>> START RAW DATA

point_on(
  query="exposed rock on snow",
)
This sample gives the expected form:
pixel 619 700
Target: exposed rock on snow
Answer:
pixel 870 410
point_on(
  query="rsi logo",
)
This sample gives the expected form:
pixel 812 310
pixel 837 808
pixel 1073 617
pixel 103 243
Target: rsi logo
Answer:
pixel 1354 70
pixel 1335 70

>> END RAW DATA
>> START RAW DATA

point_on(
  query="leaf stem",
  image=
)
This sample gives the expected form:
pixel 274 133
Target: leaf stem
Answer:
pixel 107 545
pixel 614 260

>> END RAW DATA

#### [EXERCISE GOAL]
Gather every line of the data above that contains the string "snow", and copy each one out.

#### [RESPONSE TO THE EXERCISE]
  query="exposed rock on snow",
Target: exposed rock on snow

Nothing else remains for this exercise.